>> start DATASET EXCERPTS

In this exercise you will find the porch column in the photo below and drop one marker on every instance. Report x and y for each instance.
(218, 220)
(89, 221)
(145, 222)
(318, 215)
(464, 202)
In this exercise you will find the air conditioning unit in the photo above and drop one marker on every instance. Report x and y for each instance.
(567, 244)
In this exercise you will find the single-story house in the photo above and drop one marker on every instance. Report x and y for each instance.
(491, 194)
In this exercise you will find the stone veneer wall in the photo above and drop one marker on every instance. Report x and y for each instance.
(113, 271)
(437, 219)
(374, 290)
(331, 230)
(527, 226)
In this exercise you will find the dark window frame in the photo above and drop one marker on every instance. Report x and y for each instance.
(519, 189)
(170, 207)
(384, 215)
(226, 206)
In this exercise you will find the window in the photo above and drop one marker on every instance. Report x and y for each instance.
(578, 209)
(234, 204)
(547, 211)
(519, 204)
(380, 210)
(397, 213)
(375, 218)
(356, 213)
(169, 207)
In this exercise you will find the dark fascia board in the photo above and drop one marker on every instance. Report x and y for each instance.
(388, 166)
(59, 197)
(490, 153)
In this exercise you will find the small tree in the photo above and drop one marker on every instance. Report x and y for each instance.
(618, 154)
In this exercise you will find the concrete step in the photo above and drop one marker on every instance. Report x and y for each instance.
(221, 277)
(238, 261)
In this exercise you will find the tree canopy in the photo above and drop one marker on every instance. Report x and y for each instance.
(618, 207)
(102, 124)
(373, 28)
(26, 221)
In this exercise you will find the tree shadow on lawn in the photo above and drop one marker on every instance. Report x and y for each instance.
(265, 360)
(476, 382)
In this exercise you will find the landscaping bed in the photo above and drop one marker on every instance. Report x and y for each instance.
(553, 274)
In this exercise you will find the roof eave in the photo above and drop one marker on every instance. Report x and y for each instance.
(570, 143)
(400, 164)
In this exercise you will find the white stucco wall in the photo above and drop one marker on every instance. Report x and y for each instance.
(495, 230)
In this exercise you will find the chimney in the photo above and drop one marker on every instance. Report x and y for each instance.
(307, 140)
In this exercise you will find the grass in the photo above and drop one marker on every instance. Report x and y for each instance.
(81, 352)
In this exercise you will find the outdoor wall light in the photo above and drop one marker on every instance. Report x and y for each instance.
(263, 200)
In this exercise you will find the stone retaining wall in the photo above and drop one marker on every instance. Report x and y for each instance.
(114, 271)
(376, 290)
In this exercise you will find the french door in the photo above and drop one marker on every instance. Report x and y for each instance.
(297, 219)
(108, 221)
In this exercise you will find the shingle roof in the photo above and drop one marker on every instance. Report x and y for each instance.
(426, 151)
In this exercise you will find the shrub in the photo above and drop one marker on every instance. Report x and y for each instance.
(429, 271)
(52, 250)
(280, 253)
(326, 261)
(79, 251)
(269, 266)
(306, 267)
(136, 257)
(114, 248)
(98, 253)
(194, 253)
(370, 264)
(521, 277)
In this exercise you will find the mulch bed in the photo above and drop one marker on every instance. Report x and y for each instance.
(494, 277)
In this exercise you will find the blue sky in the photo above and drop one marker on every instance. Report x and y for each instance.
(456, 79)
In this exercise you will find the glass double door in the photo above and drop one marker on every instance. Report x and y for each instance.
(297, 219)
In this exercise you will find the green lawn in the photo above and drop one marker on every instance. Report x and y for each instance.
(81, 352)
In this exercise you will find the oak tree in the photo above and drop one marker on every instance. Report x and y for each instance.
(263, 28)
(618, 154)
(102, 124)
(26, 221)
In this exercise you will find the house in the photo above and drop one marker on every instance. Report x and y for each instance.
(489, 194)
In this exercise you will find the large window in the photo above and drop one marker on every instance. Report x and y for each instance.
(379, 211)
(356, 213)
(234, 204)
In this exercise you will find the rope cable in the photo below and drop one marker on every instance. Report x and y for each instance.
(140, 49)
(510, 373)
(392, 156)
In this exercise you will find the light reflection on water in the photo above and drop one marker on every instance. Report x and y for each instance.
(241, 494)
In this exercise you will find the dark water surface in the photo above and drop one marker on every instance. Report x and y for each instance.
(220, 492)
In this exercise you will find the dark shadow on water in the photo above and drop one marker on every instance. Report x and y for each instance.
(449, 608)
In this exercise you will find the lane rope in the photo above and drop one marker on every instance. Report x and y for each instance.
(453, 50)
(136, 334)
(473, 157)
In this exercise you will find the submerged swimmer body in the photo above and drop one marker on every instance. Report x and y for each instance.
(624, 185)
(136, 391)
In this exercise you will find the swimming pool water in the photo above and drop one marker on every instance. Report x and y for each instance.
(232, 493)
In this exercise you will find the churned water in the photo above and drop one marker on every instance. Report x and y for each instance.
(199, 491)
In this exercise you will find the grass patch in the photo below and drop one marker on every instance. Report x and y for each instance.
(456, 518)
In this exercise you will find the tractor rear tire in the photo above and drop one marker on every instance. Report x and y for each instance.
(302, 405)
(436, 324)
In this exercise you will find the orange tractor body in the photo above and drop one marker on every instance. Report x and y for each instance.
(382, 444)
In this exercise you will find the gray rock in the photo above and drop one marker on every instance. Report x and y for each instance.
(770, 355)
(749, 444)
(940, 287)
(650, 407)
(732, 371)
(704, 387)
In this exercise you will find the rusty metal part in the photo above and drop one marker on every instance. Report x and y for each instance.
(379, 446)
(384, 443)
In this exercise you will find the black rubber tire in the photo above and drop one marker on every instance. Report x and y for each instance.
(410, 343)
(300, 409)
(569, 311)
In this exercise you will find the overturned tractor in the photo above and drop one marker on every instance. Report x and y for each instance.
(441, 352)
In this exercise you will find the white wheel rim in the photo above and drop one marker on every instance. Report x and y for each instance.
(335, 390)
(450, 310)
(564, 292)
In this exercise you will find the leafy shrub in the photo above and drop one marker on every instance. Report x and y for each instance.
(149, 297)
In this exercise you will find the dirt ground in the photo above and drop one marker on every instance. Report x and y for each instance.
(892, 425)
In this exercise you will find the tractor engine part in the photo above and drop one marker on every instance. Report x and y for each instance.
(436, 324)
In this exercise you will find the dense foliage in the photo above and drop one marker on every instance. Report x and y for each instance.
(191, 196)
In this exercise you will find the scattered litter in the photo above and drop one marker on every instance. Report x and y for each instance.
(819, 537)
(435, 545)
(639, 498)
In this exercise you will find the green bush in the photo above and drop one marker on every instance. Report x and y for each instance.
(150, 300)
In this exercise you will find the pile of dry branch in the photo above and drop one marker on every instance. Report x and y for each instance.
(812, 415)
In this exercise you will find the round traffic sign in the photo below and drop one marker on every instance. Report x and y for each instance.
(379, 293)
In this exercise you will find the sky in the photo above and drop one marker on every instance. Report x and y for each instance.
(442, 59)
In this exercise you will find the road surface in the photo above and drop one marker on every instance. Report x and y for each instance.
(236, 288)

>> end DATASET EXCERPTS

Restate the data above exactly, keeping each word as it stands.

SOLUTION FOR THIS TASK -
In this exercise you will find the porch column in the photo below and drop one marker on every instance. Report x and y for each instance.
(218, 220)
(89, 221)
(145, 222)
(318, 215)
(464, 202)
In this exercise you will find the air conditioning unit in the photo above and drop one marker on every instance. Report x and y for each instance.
(567, 244)
In this exercise you will find the single-story house in the photo above and drop one marker on every instance. Report x and y for each instance.
(491, 194)
In this exercise you will find the stone veneer wall in the photo above and drop one marker on every instance. Report x and y for each instance.
(113, 271)
(437, 219)
(374, 290)
(331, 230)
(527, 226)
In this exercise you will find the dark window frame in the photo above and drop one marker on every instance. Report x and y for each instance.
(519, 189)
(170, 207)
(384, 215)
(226, 206)
In this exercise you will find the window in the photo above and drop one marker on every instance. Report x and y for each instance.
(578, 209)
(234, 204)
(547, 211)
(519, 204)
(380, 210)
(397, 213)
(375, 218)
(356, 213)
(169, 207)
In this exercise you will find the dark fascia board in the photo above and drop one marker on every instance. Report x and y for each instance.
(388, 166)
(59, 197)
(490, 153)
In this exercise you will find the small tree in the photo above and drop one marker on every instance. Report x and y for each instance.
(618, 154)
In this exercise you will find the concrete step in the photo above and drop one marker on every instance. Report x and y for each instance.
(221, 277)
(238, 261)
In this exercise you will find the tree canopy in the photo above and drop one marker on every instance. Report x and y for each instance.
(618, 207)
(102, 124)
(373, 28)
(26, 221)
In this exercise you will find the tree shadow on lawn in the photo above and drop one marker on every instance. Report x and y for each instance.
(265, 360)
(476, 382)
In this exercise you will find the landscaping bed in the photo above and drop one marker on every instance. Report x and y for each instance.
(553, 274)
In this exercise you will find the roof eave in the photo above and drop one marker on every instance. Report x and y for each instance.
(570, 143)
(400, 164)
In this exercise you will find the white stucco wall in the photo above and drop one marker on every instance. Report x and y for each instance.
(495, 230)
In this exercise you will find the chimney in the photo above and drop one marker on every instance. Report x and y for each instance.
(307, 140)
In this exercise you will find the grass in the photo above and drop one marker on every instance. Report x and y for each instance.
(81, 352)
In this exercise you will find the outdoor wall light in the photo above and drop one marker on every instance. Report x and y for each instance.
(263, 200)
In this exercise you will find the stone retaining wall in the photo above and drop one marker on every instance. Report x and y for each instance.
(114, 271)
(376, 290)
In this exercise you will find the french door in the photo above and drop one marker on every instance. Report x and y for each instance.
(297, 219)
(108, 221)
In this exercise you will find the shingle roof in the photo above and drop one marker on every instance. Report x and y for each instance.
(426, 151)
In this exercise you will find the shrub in the photo above and drop one marker on every instance. Report x and y for each instance.
(429, 271)
(52, 250)
(280, 253)
(326, 261)
(79, 251)
(269, 266)
(306, 267)
(136, 257)
(114, 248)
(98, 253)
(194, 253)
(370, 264)
(521, 277)
In this exercise you will find the mulch bed in the photo above and drop one marker on every instance. Report x and y for each instance.
(494, 277)
In this exercise you will find the blue sky in the photo above and drop one marker on every instance. Report x and y for each instance.
(456, 79)
In this exercise you will find the glass double door in the photo above and drop one marker on every instance. Report x and y for each instance.
(297, 219)
In this exercise you will find the green lawn in the photo above and drop one marker on every instance. Report x and y for each instance.
(81, 352)
In this exercise you will find the oak tree in the photo above and drop one marker on every instance. Report x and y for each instance.
(263, 28)
(618, 154)
(102, 124)
(26, 221)
In this exercise you will find the house in the photo above and drop one marker on every instance. Report x and y for each instance.
(489, 194)
In this exercise you will find the large window in the photo above and drop one marker on every instance. Report x and y for each instance.
(379, 211)
(356, 213)
(234, 204)
In this exercise you will find the rope cable in the photo below and drop one marker on every instance. Report x and y for each instance.
(140, 49)
(510, 373)
(392, 156)
In this exercise you will find the light reflection on water in the photo above and drop one marker on every instance. Report x and y for each instance.
(241, 494)
In this exercise you will find the dark water surface in the photo above and drop one marker on every instance. Report x and y for each instance.
(220, 492)
In this exercise you will find the dark shadow on water in the photo above and drop one marker on every instance. Report x and y for each instance.
(449, 608)
In this exercise you will find the lane rope in the photo above and drop one marker on every instance. Report x and y for each instance.
(453, 50)
(136, 334)
(473, 157)
In this exercise you will find the submerged swimmer body in the photo above and drop one marker on every instance. Report x and y for each instance.
(624, 185)
(136, 391)
In this exercise you will find the swimming pool water in the photo above and drop one marker on every instance. Report x and y for each instance.
(232, 493)
In this exercise you will find the churned water in the photo above and drop one marker on every instance. Report x and y for each instance.
(199, 491)
In this exercise you will find the grass patch in the photo below and drop one marker on every instance. Report x and y for each instance.
(456, 518)
In this exercise you will find the tractor rear tire in the photo above and drop one marker on every instance. Report x and y for each instance.
(302, 405)
(436, 324)
In this exercise you will find the orange tractor body in the photo above and drop one marker on every instance. Report x and y for each instance.
(382, 444)
In this exercise you will find the gray rock in the photo above and drop one marker on every instance. Report x and y for each instance.
(770, 355)
(749, 444)
(940, 287)
(650, 407)
(732, 371)
(704, 387)
In this exercise you will find the rusty metal part in the photo above and drop one marker on every instance. Report x and y for each instance.
(379, 446)
(384, 443)
In this exercise you will find the black rubber tire in the photo above and drop one marker on every instance. Report x and y for each instance.
(410, 343)
(300, 409)
(569, 311)
In this exercise you will find the overturned tractor in the photo above and drop one marker on every instance. Report x and y for each instance.
(441, 352)
In this exercise you will find the white wheel rim in the photo above and drop one marker on every instance. Report x and y for each instance.
(335, 390)
(450, 310)
(564, 292)
In this exercise you will find the leafy shrub in the photo above and drop one marker on every instance. Report x and y for each instance.
(149, 297)
In this exercise you will find the dirt ground in the photo above and drop one marker on every instance. Report x and y for each instance.
(892, 425)
In this exercise you will find the tractor engine part in the photo above and drop one marker on every instance. Report x and y for each instance.
(436, 324)
In this exercise you will find the dense foliage in the photo above and drop one marker on every instance. Report x and y for each instance.
(191, 196)
In this exercise you will find the scattered litter in the photo above and drop one marker on every instance. Report x and y for each instance.
(819, 537)
(435, 545)
(639, 498)
In this exercise you will find the green bush in the photo above and drop one marker on every instance. Report x and y for each instance.
(150, 300)
In this exercise you will find the pile of dry branch in the photo above and drop one marker on every instance. Report x and y for each instance.
(812, 415)
In this exercise you will find the round traffic sign in the photo below and drop one marker on every instance. Report x and y for each instance.
(379, 293)
In this exercise you will find the sky in the photo above and drop one marker on every instance. Report x and y for each instance.
(442, 59)
In this exercise you will find the road surface in the photo above and drop one marker on every instance. Report x and y for each instance.
(236, 288)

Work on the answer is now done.